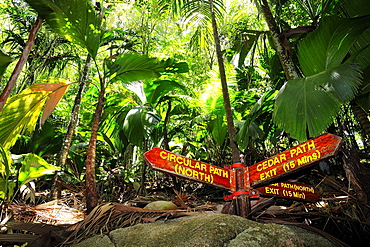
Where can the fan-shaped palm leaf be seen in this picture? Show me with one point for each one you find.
(130, 67)
(75, 20)
(4, 62)
(326, 47)
(309, 104)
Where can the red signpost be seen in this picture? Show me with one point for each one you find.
(240, 179)
(293, 159)
(292, 191)
(180, 166)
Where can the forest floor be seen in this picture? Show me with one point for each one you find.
(335, 214)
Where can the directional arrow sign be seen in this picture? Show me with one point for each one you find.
(180, 166)
(293, 159)
(292, 191)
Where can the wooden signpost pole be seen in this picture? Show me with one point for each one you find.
(242, 181)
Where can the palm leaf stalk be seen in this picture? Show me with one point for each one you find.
(21, 62)
(242, 203)
(225, 90)
(286, 62)
(73, 121)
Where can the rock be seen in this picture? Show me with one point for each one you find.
(266, 235)
(208, 229)
(101, 241)
(203, 230)
(311, 238)
(161, 205)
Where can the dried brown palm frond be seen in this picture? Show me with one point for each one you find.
(110, 216)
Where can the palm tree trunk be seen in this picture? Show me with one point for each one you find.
(72, 125)
(286, 62)
(225, 90)
(358, 178)
(362, 117)
(91, 190)
(21, 62)
(74, 116)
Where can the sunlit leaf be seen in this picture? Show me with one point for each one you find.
(75, 20)
(34, 166)
(4, 62)
(58, 90)
(218, 129)
(20, 114)
(309, 104)
(138, 125)
(22, 110)
(130, 67)
(327, 46)
(154, 90)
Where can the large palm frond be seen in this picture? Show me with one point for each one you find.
(306, 106)
(75, 20)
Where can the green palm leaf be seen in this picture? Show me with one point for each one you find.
(4, 62)
(138, 124)
(130, 67)
(309, 104)
(326, 47)
(75, 20)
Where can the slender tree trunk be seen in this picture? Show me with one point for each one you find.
(286, 62)
(75, 114)
(21, 62)
(91, 190)
(72, 125)
(225, 90)
(166, 141)
(358, 179)
(362, 118)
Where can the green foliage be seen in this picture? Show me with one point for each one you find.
(33, 166)
(75, 20)
(138, 125)
(328, 84)
(155, 90)
(6, 186)
(130, 67)
(21, 111)
(308, 105)
(327, 47)
(250, 125)
(4, 62)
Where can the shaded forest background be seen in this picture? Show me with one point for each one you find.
(89, 86)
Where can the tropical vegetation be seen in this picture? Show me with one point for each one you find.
(89, 86)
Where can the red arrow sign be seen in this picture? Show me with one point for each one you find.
(292, 191)
(293, 159)
(180, 166)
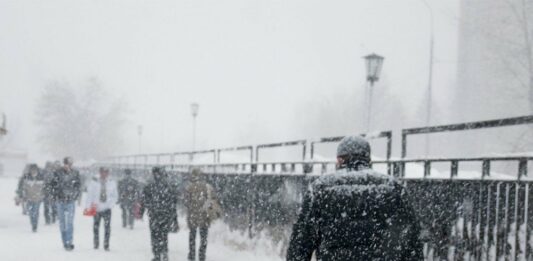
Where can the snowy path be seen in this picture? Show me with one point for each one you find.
(18, 243)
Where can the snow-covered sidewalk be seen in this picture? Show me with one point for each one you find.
(18, 243)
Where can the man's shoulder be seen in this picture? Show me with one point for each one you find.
(345, 177)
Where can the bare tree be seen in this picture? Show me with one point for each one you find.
(81, 121)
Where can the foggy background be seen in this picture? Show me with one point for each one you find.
(262, 71)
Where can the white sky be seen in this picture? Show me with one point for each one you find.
(247, 62)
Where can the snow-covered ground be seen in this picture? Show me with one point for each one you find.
(18, 243)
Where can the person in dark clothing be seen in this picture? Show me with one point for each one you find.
(198, 195)
(50, 211)
(32, 194)
(66, 189)
(159, 198)
(355, 214)
(128, 190)
(19, 200)
(102, 194)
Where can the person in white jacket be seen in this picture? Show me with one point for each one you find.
(102, 193)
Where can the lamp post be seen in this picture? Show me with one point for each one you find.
(374, 64)
(194, 110)
(139, 133)
(3, 129)
(430, 73)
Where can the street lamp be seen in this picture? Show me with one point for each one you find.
(194, 110)
(139, 132)
(429, 97)
(374, 63)
(3, 130)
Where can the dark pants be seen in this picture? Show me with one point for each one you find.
(33, 211)
(50, 211)
(192, 242)
(127, 215)
(159, 228)
(106, 215)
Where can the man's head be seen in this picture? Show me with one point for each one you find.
(158, 172)
(104, 173)
(195, 174)
(353, 153)
(68, 161)
(49, 165)
(34, 170)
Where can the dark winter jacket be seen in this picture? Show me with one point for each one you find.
(48, 176)
(128, 191)
(159, 198)
(197, 194)
(65, 185)
(356, 215)
(33, 188)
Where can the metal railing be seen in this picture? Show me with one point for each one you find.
(484, 217)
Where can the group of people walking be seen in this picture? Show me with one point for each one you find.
(60, 187)
(353, 214)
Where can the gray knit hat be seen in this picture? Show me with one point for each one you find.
(354, 146)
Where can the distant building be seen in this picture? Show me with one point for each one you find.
(495, 73)
(494, 78)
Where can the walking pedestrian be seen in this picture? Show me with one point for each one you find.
(128, 190)
(159, 198)
(33, 195)
(356, 214)
(102, 193)
(50, 210)
(202, 208)
(66, 189)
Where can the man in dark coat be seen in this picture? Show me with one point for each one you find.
(159, 199)
(50, 211)
(128, 191)
(65, 190)
(356, 214)
(198, 195)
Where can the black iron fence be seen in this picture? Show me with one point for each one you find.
(464, 217)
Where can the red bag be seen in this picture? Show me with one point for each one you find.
(90, 212)
(137, 210)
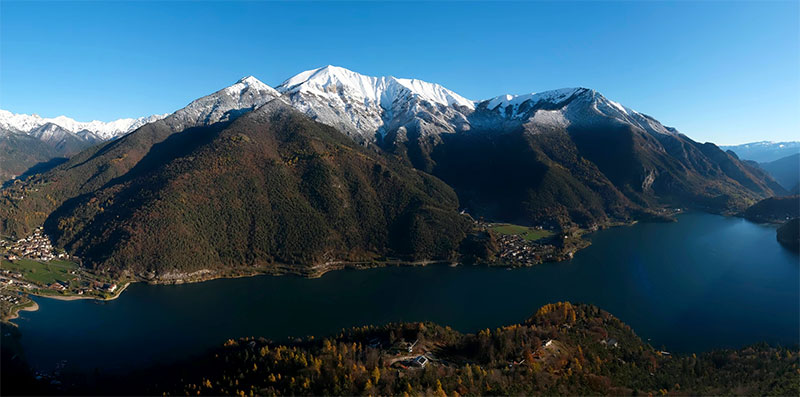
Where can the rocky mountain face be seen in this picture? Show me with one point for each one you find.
(368, 108)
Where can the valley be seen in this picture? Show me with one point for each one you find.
(639, 263)
(410, 184)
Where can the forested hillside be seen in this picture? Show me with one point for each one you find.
(563, 349)
(273, 187)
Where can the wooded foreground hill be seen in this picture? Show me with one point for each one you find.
(564, 349)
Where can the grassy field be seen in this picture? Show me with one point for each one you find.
(42, 273)
(528, 233)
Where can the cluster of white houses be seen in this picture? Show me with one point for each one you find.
(515, 250)
(37, 246)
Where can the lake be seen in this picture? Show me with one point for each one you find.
(701, 283)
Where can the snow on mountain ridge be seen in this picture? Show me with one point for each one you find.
(381, 91)
(25, 123)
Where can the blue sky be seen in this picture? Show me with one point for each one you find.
(727, 72)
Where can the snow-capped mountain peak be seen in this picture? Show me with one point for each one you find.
(24, 123)
(366, 106)
(376, 90)
(226, 104)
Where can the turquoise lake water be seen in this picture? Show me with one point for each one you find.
(701, 283)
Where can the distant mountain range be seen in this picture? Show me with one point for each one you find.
(764, 151)
(786, 171)
(332, 165)
(28, 140)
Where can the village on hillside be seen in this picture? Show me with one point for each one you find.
(32, 265)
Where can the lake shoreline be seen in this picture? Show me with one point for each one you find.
(317, 271)
(32, 307)
(711, 268)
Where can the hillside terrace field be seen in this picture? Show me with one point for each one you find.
(40, 272)
(527, 233)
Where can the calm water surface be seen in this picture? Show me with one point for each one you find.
(704, 282)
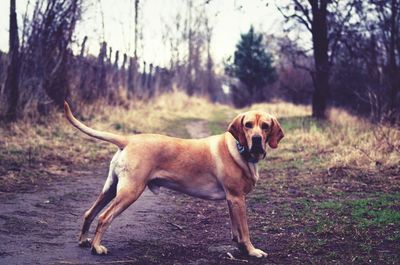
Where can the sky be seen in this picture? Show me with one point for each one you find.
(229, 19)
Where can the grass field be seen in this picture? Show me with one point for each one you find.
(329, 194)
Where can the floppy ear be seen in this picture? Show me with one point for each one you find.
(236, 129)
(276, 134)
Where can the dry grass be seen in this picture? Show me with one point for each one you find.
(30, 150)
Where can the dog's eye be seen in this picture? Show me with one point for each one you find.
(248, 125)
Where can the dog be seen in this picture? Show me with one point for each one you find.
(219, 167)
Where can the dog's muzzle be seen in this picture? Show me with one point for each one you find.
(256, 147)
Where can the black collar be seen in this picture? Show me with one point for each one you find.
(244, 152)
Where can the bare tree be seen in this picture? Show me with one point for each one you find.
(325, 28)
(13, 70)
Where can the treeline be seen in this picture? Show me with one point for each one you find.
(353, 60)
(40, 70)
(346, 54)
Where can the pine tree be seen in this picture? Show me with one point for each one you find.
(252, 65)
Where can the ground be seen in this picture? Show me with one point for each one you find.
(315, 203)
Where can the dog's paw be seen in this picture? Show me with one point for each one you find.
(99, 250)
(255, 252)
(86, 243)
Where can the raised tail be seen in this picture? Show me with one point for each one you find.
(118, 140)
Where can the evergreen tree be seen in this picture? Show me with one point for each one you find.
(252, 65)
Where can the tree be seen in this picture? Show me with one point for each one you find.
(252, 65)
(13, 71)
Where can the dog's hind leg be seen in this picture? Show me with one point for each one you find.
(107, 194)
(126, 195)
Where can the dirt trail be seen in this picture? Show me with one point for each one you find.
(42, 227)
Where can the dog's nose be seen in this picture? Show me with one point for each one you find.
(256, 140)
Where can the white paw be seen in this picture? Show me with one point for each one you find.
(255, 252)
(99, 250)
(86, 243)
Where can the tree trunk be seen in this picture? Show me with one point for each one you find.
(13, 71)
(321, 59)
(393, 69)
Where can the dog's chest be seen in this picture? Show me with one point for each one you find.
(207, 188)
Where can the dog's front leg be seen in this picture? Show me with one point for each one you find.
(240, 229)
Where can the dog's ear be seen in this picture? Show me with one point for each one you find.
(276, 134)
(236, 129)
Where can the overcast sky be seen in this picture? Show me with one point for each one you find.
(229, 18)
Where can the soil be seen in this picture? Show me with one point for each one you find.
(42, 226)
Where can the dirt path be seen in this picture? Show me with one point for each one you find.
(42, 227)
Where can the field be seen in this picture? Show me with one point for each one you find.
(329, 194)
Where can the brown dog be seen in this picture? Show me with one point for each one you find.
(215, 168)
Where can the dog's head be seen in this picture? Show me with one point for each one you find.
(253, 129)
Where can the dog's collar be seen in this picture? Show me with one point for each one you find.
(244, 152)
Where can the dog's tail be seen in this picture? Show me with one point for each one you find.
(118, 140)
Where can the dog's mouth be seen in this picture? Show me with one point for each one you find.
(257, 151)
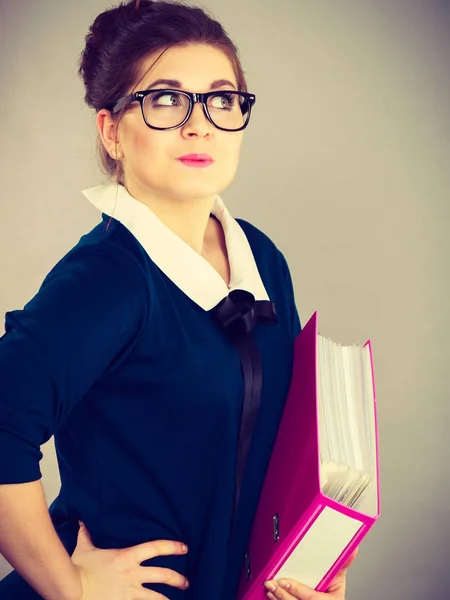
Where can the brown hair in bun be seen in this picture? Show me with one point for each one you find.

+ + + +

Stated exercise: Each line from the one containing "Where can the dirt trail" through the last line of the entries above is to be extracted exactly. Pictures are not part of the copy.

Task answer:
Where can the dirt trail be seen in this picture? Show me with one point for each one you find.
(42, 227)
Where can the dog's nose be seen in this picture? Show me with one point for each one you find.
(256, 140)
Where can the white paw be seen in this picture? Show me with one point for each one you find.
(255, 252)
(99, 250)
(86, 243)
Where can the tree trunk be seen in this picture? Show me with one point for each one you find.
(13, 71)
(321, 59)
(393, 69)
Where can the dog's chest be seen in this picture? Show me with one point for each one you find.
(207, 188)
Where can the dog's front leg be seen in this picture? Show me with one point for each one you find.
(240, 229)
Where can the dog's ear be seen in this picture? Show me with one point for each one you find.
(276, 134)
(236, 129)
Where can the overcast sky be seen in this picture? Show me with one point for each one you find.
(229, 18)
Where can the soil be seen in this picture? Show me with one point for each one you find.
(42, 226)
Where can the dirt path be seen in this picture? Show me with one point for each one you find.
(42, 227)
Where can the field be seen in this picture? Show me with one point for each one you find.
(329, 194)
Where can the brown dog be seen in this picture? Show me with one point for each one you find.
(215, 168)
Where can the dog's head be seen in this picture? Show me with one point for each one you find.
(253, 129)
Where can the dog's collar be seen in this picture? Show me with one point for each one you find.
(244, 152)
Where can the dog's tail be seen in this picture? Show me with one point for each one you find.
(118, 140)
Where can the dog's mouth be seen in this picture? Show me with one point for each one you find.
(257, 151)
Where can the brown hair in bun be seen in this picture? Show me with one point for each one you find.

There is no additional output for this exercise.